Segment Start: DOCUMENT EXTRACT

The highest frequency of barriers for both genders related to misconceptions about meditation.
Millegan, J., Manschot, B., Dispenzieri, M., Marks, B., Edwards, A., Raulston, V., … & Narro, M. (2015). Leveraging iPads to introduce meditation and reduce distress among cancer patients undergoing chemotherapy: a promising approach. Supportive Care in Cancer, 1-2. Abstract only.
Distress is common among cancer patients. Regular meditation practice has the potential to mitigate this distress and improve quality of life for this population. Introducing meditation to cancer patients can be particularly challenging given the demands on patients’ time from treatment and normal life events. This internal process improvement study examined the potential benefit of utilizing iPads during chemotherapy sessions to introduce meditation and reduce distress.
Patients undergoing chemotherapy infusion were offered iPads with various meditation videos and audio files during the session. Levels of distress were measured using the distress thermometer at the beginning of chemotherapy and at the conclusion of chemotherapy.
Seventy-three patients accepted the meditation iPads during the chemotherapy session. Among those who accepted the iPads, average distress dropped 46 % by the end of the session.
Reynolds, L. M., Consedine, N. S., & McCambridge, S. A. (2014). Mindfulness and disgust in colorectal cancer scenarios: Non-judging and non-reacting components predict avoidance when it makes sense. Mindfulness, 1-11.
From the Abstract. Mindfulness facilitates greater tolerance of unpleasant emotion and may thus promote better decision making in health settings where emotional avoidance is common. Disgust’s elicitors are common in colorectal cancer (CRC) contexts and, because disgust evolved to minimise contamination risk through avoidance and withdrawal, decision making when disgusted is important.
The current report investigated whether specific components of dispositional mindfulness predict elicited disgust and avoidance behaviours in scenarios based around CRC screening and treatment. After completing trait mindfulness measures, 80 healthy volunteers were block randomised (by gender) to disgust or control conditions before completing tasks assessing immediate avoidance of a disgust elicitor (stoma bag) and anticipated avoidance of a hypothetical CRC drug with disgusting side effects.
In total, these findings suggest persons with low mindfulness may fail to attend to emotional experience when making decisions while those higher in non-react and non-judge components may use their disgust to inform both current and future behaviour. Mindfulness training may promote more integrated decision-making skills in CRC contexts where disgust is a factor.
Labelle, L. E., et al. (2014). Does self-report mindfulness mediate the effect of Mindfulness-Based Stress Reduction (MBSR) on spirituality and posttraumatic growth in cancer patients?. The Journal of Positive Psychology, (ahead-of-print), 1-14.
From the Abstract. This longitudinal waitlist-controlled study evaluated the effects of Mindfulness-Based Stress Reduction (MBSR) on spirituality, posttraumatic growth (PTG), and mindfulness in cancer patients. The study also assessed whether increased mindfulness mediated the effects of MBSR on spirituality and PTG.
Patients were either registered for immediate participation in MBSR (n = 135), or were naturally waiting for the next program (n = 76). Participants completed questionnaires pre-, mid-, and post-MBSR, or waiting period.
MBSR participants demonstrated increased spirituality, PTG, and mindfulness, relative to controls. Change in all mindfulness facets mediated the effect of MBSR on spirituality and PTG. The development of mindfulness skills through MBSR may facilitate a sense of meaning, peacefulness, connectedness, and personal growth in cancer patients. This investigation contributes to an emerging focus on determining ‘how’ mindfulness-based interventions work.

Segment End: DOCUMENT EXTRACT

§ **PROBLEM SET**
a - List the titles of all journals cited in the excerpt.
b - Reproduce the excerpt starting with "Labelle, L. E., et" and going on through "Psychology, (ahead-of-print), 1-14.", replacing "posttraumatic growth" with "personal growth".
The rows are not needed for any of these tasks.

Segment Start: MATERIAL SHOWN

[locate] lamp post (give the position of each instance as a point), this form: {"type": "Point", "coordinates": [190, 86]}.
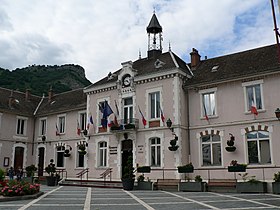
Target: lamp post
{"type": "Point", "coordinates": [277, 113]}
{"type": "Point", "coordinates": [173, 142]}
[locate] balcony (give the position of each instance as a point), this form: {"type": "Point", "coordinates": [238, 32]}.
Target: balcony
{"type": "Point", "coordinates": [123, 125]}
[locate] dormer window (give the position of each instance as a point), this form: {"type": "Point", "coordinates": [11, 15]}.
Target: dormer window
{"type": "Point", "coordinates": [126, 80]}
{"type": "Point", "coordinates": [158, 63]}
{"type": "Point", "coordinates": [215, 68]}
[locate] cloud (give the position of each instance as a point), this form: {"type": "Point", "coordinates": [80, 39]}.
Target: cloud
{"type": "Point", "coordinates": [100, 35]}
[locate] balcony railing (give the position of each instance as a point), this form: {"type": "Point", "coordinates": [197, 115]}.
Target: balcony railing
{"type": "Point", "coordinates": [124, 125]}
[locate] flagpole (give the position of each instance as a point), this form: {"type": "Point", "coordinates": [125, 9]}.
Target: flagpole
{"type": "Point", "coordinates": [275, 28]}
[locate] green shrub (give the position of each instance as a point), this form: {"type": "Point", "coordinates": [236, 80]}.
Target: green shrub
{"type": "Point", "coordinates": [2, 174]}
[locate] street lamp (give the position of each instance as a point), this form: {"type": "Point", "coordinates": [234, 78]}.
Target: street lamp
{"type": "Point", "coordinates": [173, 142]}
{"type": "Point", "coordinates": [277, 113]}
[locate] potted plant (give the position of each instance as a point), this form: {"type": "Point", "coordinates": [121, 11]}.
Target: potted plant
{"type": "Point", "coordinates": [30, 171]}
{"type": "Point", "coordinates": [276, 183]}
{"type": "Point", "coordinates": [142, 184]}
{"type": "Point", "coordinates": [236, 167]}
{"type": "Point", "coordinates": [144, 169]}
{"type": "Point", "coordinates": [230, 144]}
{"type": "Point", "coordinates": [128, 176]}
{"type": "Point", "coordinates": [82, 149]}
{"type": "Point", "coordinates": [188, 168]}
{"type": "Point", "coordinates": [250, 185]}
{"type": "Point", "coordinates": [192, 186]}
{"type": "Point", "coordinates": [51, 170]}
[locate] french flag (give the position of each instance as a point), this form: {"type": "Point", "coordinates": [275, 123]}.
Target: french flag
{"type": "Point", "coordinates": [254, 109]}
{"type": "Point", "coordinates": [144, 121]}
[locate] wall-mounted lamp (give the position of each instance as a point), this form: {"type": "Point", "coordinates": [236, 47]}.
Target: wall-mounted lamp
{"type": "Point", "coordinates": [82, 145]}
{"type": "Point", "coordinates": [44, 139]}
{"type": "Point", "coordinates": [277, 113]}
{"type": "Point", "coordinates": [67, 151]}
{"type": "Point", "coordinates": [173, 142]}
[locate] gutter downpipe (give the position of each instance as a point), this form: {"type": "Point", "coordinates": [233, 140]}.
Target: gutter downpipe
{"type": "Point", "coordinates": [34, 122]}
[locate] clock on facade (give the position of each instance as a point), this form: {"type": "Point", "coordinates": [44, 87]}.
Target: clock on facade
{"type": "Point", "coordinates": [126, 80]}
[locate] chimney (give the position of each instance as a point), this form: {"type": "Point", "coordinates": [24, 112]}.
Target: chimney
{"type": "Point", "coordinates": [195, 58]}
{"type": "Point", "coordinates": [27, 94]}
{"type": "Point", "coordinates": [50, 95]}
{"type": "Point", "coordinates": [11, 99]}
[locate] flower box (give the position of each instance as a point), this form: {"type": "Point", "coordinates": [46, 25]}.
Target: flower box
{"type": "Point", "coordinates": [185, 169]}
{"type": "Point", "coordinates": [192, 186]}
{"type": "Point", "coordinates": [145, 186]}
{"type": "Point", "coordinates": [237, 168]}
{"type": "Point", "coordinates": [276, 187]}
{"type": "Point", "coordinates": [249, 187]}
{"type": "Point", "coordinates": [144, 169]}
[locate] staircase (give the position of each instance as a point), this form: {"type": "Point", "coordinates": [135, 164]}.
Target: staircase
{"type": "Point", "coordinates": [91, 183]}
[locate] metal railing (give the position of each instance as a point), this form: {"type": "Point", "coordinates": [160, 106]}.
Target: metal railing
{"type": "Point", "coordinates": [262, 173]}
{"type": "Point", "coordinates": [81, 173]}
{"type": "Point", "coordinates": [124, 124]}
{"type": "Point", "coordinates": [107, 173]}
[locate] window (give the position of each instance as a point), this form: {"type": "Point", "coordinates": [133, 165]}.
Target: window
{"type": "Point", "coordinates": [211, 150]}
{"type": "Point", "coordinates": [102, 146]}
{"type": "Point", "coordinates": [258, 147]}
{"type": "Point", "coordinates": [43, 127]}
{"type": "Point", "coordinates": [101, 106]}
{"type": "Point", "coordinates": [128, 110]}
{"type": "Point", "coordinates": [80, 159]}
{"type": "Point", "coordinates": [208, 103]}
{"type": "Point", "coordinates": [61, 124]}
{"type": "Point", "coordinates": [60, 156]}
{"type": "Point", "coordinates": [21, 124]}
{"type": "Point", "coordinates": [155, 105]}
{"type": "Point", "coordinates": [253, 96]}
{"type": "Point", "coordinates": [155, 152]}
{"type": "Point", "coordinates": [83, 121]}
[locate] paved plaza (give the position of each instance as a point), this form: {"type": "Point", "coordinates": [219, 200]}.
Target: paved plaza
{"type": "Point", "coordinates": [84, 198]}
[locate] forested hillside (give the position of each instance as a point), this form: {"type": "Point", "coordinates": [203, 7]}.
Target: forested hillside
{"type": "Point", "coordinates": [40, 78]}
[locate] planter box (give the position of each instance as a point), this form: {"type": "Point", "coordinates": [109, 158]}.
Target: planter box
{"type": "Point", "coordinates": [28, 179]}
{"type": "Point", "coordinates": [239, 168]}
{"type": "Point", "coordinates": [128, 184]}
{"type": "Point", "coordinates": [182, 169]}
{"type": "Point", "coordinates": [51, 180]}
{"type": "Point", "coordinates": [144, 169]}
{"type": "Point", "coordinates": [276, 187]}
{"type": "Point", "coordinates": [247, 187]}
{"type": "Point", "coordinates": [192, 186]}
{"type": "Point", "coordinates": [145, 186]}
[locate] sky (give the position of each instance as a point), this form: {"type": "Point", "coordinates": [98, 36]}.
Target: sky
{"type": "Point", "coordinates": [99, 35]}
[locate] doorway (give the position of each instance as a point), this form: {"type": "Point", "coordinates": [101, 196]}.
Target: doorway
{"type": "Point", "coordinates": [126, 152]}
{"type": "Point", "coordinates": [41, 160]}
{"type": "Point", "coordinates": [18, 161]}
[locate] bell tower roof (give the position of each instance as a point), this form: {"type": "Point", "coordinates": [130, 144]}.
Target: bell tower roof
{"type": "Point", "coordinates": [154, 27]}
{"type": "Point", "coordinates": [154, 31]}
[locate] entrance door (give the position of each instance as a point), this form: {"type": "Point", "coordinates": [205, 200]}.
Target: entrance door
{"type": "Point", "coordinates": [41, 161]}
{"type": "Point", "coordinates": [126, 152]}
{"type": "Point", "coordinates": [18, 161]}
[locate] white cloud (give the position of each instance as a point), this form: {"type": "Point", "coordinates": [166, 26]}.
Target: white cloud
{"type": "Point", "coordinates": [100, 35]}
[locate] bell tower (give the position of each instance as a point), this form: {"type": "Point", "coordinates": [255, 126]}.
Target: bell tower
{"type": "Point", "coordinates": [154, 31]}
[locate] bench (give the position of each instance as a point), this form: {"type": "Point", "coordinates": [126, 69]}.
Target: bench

Segment End: MATERIAL SHOWN
Segment Start: MATERIAL SHOWN

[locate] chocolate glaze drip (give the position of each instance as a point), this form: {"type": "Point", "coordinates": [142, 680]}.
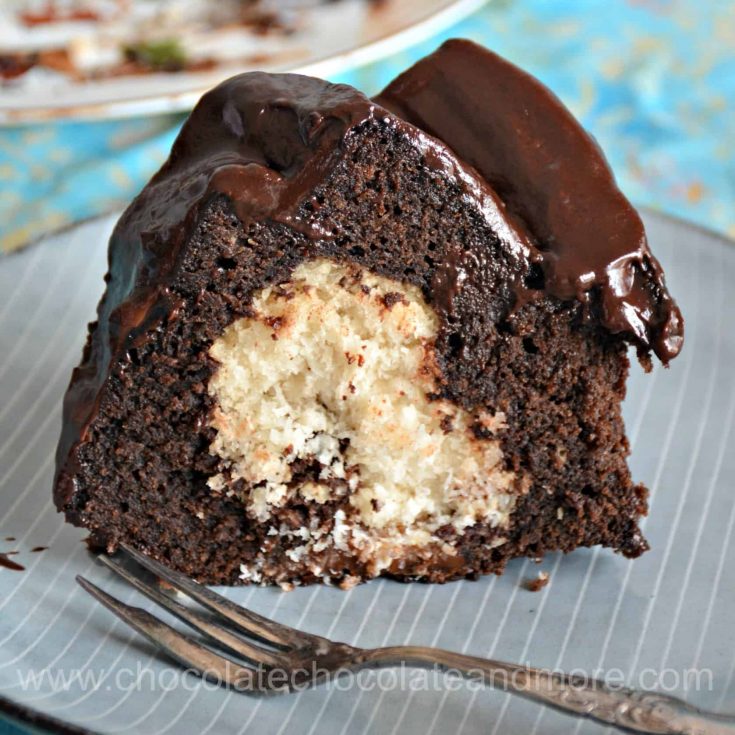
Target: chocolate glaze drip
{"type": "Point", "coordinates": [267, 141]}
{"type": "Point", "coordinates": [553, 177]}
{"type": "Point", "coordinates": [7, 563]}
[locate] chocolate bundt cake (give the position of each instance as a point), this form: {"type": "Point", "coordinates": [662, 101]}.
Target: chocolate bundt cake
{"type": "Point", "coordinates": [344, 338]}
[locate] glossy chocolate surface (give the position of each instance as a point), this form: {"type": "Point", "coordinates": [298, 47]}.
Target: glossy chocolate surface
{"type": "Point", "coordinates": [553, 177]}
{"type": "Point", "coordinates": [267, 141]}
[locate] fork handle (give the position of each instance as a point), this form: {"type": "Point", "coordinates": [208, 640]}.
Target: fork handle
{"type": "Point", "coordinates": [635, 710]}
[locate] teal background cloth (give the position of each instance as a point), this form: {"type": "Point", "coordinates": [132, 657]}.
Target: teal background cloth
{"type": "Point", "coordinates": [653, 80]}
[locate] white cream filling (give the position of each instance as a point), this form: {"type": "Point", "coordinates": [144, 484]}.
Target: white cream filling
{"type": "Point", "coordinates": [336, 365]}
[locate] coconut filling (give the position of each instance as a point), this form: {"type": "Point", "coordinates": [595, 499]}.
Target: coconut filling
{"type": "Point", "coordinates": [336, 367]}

Segment End: MATERIAL SHOWN

§ **ANSWERS TO THE PROBLEMS**
a -
Supportive Care in Cancer
Mindfulness
The Journal of Positive Psychology

b -
Labelle, L. E., et al. (2014). Does self-report mindfulness mediate the effect of Mindfulness-Based Stress Reduction (MBSR) on spirituality and personal growth in cancer patients?. The Journal of Positive Psychology, (ahead-of-print), 1-14.